EXTRACT PROVIDED:

Open 271e9923-fd98-4048-bbcb-a950400e630c opened 13 years ago
IMAP IDLE support is not implemented in the current imaplib. A "drop-in" replacement called imaplib2 exists (), but uses internally managed threads - a heavy solution that is not always appropriate (e.g. when handling many IMAP accounts an asynchronous approach would be more efficient)
I am about to start implementation of an asynchronous select()-compatible approach, and was wondering if there has been any discussion over IDLE, any specific reasons it hasn't been implemented and if eventual integration into imaplib would be a desirable thing.
Proposed approach:
Would appreciate any sort of feedback...
imaplib has no particular maintainer and I know little about it. Doc says it implements 'a large subset of the IMAP4rev1 client protocol as defined in RFC 2060." I do not remember any discussion on pydev, over the last several years, about imaplib. I presume just the subset was chosen because of some combination of necessity and feasibility, as judged by the implementors. Hence the complement, the unimplemented subset, would be 'not done' rather than 'not wanted'. If your proposed new feature, an IDLE command, is part of this complement, then I would assume that a patch would, in principle, be acceptable.

DATA LINES:
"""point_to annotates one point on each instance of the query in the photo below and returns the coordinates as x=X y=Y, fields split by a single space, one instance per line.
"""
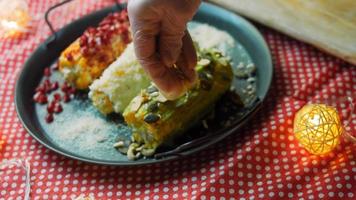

JOBS:
**1.** List every Python module or function that the IMAP IDLE thread mentions by name.
**2.** Write the next reply in the thread about adding IMAP IDLE support to imaplib, following on from its last post.
The data placed after the IMAP thread was gathered from a separate source.

EXERCISE RESPONSES:
**1.** imaplib, imaplib2, select()

**2.**
I cannot comment on your particular proposal, but I hope the above helps as far as it goes.
I just wound up doing a bit of research on this for other reasons. Piers Lauder was the original author of the imaplib module, and he is (as far as I can tell) currently maintaining an imaplib2 module that does support IDLE (but not, I think, python3). But it does IDLE (and other things) via threads, and in the email I found announcing it he didn't think it was suitable for stdlib inclusion (because of the threading). Piers hasn't contributed to core in quite a while as far as I can tell, but he was active in a bug report back in 2008 according to google, so I thought I'd add him to nosy and see if he has time for an opinion.
We have implemented this functionality according to RFC 2177. We actually implemented a synchronous idle function that blocks until a timeout occurs or the server sent some event.
This is not the most flexible way, however it will provide a basic functionality that enables user to use imap idle based notifications. Besides, every other solution would require threads or regular polling.
See attached patch file.
To fully answer the original question that opened this issue: contributions will be welcomed. While I don't currently have time to work on imaplib myself, I have an interest and will review and if appropriate commit patches.
I like Shay's proposal, but absent a patch along those lines having blocking IMAP support will definitely be an improvement. An application needing to monitor more than one imap connection could do its own threading.
Thanks for proposing the patch. Could you please submit a contributor agreement? I probably won't have time to fully consider the proposed patch for a bit, but I've put it on my todo list.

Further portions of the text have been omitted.